- _GIVEN ENTRIES_:
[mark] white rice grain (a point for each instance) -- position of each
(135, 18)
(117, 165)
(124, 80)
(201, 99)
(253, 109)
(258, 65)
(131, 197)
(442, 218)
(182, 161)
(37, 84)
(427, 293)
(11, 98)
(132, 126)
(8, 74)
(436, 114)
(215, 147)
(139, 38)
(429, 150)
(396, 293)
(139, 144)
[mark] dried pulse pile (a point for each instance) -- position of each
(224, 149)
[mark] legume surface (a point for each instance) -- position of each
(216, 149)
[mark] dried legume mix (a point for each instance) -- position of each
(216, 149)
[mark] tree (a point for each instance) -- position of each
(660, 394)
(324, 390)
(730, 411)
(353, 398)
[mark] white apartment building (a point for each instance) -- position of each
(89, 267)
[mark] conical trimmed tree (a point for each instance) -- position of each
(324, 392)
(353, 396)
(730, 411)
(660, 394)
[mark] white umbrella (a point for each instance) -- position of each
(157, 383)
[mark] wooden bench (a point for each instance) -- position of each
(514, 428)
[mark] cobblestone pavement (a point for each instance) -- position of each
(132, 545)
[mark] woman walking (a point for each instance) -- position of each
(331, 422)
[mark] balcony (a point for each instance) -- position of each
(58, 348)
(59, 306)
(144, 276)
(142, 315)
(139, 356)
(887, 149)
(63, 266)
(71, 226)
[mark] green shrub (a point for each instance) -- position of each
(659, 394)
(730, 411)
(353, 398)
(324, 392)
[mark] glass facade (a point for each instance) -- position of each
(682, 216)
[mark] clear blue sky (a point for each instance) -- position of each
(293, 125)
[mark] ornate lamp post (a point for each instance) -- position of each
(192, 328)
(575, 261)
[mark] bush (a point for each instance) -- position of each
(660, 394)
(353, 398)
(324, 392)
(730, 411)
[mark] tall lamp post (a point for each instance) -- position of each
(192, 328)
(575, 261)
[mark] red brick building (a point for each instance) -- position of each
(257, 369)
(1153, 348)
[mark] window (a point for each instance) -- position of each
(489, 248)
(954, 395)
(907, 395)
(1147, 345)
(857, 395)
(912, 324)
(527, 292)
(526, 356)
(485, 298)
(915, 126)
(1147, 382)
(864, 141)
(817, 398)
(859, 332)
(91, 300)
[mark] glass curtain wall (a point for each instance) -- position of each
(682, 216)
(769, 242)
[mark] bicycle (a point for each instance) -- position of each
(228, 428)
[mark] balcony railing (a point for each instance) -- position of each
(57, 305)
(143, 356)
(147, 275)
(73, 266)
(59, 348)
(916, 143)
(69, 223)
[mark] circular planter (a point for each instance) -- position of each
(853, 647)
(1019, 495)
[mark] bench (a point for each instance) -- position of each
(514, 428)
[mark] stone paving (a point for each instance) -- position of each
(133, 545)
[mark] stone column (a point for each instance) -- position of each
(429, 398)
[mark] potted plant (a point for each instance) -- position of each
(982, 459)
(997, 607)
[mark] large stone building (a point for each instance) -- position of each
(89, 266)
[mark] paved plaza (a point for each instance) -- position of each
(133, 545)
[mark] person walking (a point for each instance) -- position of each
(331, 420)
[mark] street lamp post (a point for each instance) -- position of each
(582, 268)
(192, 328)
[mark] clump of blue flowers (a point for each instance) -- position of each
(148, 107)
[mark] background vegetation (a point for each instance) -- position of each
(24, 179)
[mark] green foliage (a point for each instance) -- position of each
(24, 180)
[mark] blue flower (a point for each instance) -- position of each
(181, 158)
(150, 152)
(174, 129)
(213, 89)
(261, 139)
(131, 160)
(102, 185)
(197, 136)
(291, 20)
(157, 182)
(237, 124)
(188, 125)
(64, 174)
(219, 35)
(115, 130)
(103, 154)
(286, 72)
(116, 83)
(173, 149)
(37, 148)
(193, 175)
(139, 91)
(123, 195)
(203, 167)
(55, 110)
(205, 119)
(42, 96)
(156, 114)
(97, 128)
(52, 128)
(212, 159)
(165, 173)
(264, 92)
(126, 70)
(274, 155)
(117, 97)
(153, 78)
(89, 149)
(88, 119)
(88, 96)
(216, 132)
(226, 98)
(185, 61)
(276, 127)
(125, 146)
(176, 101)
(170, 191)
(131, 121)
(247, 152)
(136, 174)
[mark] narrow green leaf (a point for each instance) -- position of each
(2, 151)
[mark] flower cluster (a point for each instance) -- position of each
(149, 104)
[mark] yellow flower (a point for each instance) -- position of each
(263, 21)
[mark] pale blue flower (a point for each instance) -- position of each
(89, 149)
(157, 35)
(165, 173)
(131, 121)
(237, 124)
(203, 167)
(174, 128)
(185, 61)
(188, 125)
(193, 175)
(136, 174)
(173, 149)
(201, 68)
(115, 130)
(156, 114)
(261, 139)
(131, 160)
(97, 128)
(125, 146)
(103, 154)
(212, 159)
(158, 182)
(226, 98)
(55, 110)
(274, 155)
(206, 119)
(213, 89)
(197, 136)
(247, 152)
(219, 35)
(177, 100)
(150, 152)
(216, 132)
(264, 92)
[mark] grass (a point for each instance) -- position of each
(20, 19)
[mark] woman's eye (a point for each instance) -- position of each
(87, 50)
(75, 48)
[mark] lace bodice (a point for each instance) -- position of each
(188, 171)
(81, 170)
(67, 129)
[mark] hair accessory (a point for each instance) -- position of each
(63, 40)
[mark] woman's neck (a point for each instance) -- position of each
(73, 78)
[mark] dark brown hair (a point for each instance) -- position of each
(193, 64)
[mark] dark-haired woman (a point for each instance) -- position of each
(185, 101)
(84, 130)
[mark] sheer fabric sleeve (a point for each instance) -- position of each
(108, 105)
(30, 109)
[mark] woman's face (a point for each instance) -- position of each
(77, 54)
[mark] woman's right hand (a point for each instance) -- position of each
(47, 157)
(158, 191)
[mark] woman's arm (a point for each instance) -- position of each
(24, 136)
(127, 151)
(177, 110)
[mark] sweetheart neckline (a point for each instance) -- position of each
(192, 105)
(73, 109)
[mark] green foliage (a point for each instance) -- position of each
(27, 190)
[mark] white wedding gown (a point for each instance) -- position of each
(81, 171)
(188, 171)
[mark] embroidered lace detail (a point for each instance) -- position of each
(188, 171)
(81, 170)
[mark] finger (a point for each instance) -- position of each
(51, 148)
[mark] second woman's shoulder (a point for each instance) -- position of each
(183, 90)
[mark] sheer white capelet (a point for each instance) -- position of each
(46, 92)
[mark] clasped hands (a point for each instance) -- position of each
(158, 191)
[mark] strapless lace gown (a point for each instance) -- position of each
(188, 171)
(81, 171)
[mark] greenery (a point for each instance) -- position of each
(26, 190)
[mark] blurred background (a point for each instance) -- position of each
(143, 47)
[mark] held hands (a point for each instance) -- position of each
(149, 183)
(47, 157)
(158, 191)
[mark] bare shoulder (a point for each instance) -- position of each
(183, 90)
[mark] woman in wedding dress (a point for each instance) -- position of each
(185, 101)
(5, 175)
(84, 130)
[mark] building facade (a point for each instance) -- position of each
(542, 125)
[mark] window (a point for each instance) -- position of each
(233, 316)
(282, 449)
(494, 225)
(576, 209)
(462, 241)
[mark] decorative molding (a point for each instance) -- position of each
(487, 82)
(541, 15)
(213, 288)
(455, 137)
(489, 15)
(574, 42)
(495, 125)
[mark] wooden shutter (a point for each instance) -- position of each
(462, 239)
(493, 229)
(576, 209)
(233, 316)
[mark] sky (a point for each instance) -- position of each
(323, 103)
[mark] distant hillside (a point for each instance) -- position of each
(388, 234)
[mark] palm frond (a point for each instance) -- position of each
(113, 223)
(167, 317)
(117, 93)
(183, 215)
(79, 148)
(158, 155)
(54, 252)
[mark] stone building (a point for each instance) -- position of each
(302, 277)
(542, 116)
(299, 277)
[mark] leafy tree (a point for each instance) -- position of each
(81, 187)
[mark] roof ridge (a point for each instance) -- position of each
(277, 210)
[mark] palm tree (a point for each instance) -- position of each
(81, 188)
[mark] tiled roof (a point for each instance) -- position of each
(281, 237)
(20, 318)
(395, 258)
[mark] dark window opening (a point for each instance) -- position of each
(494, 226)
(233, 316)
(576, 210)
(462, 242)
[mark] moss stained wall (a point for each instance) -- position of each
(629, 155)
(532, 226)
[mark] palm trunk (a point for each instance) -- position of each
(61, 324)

- _AIM OF THE EXERCISE_: All lines from the one containing "[mark] leafy tree" through the last line of the data must be set down exactly. No other lines belong in the answer.

- _COMPLETED EXERCISE_:
[mark] leafy tree (a point for each instance) -- position of each
(81, 187)
[mark] roof ridge (a point for each instance) -- position of each
(277, 210)
[mark] palm tree (a point for each instance) -- position of each
(81, 188)
[mark] tiled roof (a point for each instance) -- position of each
(281, 237)
(20, 318)
(395, 258)
[mark] dark window opening (a point for each instance) -- position of each
(494, 226)
(233, 316)
(576, 210)
(462, 242)
[mark] moss stained wall (a point for each instance) -- position of each
(629, 155)
(532, 226)
[mark] palm trunk (a point for each instance) -- position of each
(61, 324)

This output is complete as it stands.